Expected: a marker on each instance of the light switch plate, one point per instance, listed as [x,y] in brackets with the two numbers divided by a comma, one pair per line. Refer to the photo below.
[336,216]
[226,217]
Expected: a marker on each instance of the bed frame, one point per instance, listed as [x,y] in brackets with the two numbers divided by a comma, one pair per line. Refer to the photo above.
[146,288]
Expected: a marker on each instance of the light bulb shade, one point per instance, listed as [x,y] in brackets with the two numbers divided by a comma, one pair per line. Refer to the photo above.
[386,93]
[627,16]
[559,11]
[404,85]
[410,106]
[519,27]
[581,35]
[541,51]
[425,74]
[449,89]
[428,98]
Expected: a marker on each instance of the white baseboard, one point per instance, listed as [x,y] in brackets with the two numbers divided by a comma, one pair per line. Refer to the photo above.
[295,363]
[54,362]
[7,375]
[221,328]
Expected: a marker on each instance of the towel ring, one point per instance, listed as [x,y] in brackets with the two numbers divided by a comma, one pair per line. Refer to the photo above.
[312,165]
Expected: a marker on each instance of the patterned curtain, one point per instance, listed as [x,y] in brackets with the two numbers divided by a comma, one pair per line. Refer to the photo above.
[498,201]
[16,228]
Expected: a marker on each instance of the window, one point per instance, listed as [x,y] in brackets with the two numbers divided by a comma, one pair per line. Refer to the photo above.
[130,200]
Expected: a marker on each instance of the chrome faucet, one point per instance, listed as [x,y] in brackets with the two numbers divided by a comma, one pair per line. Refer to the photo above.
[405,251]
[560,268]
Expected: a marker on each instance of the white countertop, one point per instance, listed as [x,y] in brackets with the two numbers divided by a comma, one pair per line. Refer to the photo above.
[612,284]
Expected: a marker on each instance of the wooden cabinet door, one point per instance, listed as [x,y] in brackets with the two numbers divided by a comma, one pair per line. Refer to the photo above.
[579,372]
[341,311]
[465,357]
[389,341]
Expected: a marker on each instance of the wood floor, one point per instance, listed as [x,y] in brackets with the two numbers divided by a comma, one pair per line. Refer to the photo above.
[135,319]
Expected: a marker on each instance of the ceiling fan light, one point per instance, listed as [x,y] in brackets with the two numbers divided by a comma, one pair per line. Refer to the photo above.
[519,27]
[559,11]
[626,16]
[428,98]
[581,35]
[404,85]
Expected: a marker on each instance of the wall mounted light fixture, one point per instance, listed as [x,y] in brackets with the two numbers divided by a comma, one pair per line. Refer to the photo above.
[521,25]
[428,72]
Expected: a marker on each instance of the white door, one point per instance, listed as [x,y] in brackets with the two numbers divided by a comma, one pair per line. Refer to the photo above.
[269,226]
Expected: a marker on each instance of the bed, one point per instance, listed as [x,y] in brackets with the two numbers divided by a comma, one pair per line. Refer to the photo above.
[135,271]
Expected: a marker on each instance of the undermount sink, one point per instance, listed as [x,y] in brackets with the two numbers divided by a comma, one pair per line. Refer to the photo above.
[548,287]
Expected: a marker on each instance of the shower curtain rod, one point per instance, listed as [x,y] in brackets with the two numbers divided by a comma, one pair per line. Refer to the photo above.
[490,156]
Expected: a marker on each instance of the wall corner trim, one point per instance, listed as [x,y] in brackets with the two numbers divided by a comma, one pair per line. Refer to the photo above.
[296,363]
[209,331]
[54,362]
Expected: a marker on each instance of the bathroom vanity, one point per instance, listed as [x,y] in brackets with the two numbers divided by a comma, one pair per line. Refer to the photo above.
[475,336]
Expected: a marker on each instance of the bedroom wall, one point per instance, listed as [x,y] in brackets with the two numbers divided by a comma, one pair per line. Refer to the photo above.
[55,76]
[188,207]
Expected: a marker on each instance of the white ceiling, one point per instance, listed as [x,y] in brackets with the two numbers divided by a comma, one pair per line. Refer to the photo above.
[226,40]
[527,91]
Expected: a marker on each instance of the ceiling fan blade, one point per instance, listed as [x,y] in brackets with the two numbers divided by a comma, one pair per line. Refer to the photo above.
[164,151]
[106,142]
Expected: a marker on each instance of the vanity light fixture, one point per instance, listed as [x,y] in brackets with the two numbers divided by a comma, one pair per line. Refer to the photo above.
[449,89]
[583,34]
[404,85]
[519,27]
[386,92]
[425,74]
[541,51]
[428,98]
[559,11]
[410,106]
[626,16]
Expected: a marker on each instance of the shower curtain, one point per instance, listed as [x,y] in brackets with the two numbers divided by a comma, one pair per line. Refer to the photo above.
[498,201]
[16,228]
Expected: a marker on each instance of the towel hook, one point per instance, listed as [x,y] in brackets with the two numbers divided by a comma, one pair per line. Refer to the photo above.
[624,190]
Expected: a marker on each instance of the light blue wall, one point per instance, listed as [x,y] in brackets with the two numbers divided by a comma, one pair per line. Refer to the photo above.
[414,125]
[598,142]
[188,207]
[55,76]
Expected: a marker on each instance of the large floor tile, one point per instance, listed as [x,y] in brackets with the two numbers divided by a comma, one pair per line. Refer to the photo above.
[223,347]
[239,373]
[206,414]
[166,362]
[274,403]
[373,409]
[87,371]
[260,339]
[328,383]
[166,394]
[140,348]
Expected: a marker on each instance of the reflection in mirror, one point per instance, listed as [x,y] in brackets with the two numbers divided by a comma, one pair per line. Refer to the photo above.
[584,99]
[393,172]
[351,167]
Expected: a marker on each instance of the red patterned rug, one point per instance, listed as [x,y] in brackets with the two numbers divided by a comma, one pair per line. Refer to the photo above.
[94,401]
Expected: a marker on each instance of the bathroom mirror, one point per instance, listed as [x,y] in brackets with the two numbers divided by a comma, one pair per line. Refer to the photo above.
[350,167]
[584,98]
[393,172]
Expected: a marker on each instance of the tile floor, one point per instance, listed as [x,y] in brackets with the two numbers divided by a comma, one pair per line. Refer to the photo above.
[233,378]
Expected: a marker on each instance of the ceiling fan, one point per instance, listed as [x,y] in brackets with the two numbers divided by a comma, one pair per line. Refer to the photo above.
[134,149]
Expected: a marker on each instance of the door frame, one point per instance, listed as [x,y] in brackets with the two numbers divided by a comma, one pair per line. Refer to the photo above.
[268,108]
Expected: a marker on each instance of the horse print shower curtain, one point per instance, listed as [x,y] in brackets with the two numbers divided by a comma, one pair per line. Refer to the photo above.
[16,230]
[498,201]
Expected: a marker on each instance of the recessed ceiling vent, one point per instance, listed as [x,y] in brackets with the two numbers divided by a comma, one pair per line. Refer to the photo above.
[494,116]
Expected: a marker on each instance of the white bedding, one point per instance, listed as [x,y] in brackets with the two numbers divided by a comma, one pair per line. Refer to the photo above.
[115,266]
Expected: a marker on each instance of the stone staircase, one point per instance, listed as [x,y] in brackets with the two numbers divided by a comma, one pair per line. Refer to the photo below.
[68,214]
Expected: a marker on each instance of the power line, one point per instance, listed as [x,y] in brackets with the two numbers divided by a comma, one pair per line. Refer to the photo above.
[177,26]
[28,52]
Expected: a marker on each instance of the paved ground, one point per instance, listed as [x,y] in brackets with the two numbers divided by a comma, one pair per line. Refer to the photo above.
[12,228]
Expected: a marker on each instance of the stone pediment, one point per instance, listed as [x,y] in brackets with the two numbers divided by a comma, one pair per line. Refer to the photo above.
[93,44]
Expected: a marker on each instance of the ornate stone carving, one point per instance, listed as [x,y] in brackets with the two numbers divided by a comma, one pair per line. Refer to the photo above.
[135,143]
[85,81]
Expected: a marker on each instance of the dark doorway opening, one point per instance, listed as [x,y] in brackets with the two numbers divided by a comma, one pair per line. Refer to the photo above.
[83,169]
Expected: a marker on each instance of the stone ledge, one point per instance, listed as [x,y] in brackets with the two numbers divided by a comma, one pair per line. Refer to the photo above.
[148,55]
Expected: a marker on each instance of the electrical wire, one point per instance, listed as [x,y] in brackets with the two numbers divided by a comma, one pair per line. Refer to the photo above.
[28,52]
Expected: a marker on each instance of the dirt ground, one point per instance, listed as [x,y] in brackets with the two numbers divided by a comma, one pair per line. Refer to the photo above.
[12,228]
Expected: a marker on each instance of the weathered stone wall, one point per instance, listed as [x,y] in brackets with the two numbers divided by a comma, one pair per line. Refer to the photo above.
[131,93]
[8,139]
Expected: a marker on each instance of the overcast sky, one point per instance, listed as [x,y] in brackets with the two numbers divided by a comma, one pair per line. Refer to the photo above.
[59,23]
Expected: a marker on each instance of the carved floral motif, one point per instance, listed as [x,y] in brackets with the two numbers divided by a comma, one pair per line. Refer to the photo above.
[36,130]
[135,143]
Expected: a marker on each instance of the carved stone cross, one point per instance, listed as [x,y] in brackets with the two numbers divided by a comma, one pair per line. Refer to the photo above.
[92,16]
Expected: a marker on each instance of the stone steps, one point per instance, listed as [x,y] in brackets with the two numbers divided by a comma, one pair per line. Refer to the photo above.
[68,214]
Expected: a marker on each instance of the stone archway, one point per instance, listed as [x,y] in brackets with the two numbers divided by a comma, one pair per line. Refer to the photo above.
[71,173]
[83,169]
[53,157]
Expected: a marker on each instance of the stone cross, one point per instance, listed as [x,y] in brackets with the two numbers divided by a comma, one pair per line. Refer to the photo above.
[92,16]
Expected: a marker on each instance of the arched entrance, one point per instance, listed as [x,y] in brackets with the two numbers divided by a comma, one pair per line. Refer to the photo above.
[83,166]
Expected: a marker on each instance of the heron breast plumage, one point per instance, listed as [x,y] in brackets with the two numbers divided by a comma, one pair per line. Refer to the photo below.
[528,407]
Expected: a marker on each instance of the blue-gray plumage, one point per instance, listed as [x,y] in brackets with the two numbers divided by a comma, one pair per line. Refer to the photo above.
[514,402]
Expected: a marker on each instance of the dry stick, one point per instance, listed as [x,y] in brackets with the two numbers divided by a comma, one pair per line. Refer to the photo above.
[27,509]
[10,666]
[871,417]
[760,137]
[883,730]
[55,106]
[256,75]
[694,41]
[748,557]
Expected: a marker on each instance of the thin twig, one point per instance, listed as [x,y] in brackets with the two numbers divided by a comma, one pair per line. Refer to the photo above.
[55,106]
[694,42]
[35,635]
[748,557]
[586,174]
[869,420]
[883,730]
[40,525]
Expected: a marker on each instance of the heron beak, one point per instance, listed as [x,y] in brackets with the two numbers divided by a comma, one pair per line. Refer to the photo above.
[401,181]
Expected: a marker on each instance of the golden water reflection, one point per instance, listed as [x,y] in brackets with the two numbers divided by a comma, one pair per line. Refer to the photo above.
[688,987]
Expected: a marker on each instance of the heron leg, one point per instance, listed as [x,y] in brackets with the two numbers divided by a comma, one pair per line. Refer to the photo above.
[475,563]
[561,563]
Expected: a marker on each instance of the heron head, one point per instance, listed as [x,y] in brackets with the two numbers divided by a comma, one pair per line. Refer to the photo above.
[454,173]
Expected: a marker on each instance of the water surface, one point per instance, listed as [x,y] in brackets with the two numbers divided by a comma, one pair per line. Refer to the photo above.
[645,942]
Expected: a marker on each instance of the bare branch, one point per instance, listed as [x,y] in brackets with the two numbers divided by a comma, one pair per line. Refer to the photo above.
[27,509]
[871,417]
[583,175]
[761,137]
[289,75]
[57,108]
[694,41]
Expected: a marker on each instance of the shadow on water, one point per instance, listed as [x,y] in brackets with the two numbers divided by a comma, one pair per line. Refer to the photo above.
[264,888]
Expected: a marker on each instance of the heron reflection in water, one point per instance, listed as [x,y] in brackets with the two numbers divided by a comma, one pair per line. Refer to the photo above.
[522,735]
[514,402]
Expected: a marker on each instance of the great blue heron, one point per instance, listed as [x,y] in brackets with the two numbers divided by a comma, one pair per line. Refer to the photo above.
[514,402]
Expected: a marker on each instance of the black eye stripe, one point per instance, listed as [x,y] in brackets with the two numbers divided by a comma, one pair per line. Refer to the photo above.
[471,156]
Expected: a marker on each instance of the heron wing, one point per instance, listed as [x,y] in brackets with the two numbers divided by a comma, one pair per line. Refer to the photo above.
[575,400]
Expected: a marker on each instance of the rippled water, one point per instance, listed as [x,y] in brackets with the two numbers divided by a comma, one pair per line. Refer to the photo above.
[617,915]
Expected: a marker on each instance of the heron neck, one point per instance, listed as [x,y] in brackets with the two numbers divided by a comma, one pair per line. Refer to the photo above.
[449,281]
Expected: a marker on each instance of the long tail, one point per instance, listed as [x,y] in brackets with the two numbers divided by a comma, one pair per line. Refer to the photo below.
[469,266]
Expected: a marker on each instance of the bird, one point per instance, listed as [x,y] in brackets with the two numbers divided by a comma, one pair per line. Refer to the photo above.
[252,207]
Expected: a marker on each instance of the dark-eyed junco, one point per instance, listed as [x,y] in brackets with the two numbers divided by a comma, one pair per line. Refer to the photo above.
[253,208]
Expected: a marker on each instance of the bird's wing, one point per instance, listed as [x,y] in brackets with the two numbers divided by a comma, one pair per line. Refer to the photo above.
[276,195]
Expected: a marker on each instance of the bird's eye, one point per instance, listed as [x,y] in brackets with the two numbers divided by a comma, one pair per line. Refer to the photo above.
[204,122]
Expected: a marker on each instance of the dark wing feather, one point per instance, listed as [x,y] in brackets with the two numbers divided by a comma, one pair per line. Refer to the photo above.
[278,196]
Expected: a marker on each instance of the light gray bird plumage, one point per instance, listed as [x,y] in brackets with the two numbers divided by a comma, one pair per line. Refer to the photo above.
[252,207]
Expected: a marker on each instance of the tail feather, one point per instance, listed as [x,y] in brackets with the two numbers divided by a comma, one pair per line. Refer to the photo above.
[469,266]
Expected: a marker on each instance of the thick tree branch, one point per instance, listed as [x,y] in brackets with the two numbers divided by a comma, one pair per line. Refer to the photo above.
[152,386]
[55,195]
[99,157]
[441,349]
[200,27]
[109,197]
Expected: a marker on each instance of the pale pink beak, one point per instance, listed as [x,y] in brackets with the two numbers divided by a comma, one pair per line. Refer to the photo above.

* * * * * * *

● Task
Look above for the line containing "Expected: a marker on each instance of the light gray"; copy from it through the last line, exactly, and nothing more.

● Final result
Expected: a marker on each instance of the light gray bird plumage, one point per instance, listed as [x,y] in brackets with the two numbers divided by a comma, one pair per line. Refer to the photo above.
[252,207]
Expected: a marker on each instance of the tail feather, one point per instance, listed as [x,y] in brackets with the two numbers divided by a comma, one pair per line. Refer to the photo above.
[469,266]
Expected: a marker on each instance of the thick tree branch, one point per instance, listed as [x,y] in brackets with the two numbers divided by a comma, one pair per line. Refer to the photo above.
[152,386]
[55,195]
[99,157]
[441,349]
[200,27]
[109,197]
Expected: a marker on each instance of the pale pink beak, one point per instance, listed as [x,y] in brackets with the two numbers divided by a comma, one pair per line. Refer to the photo above.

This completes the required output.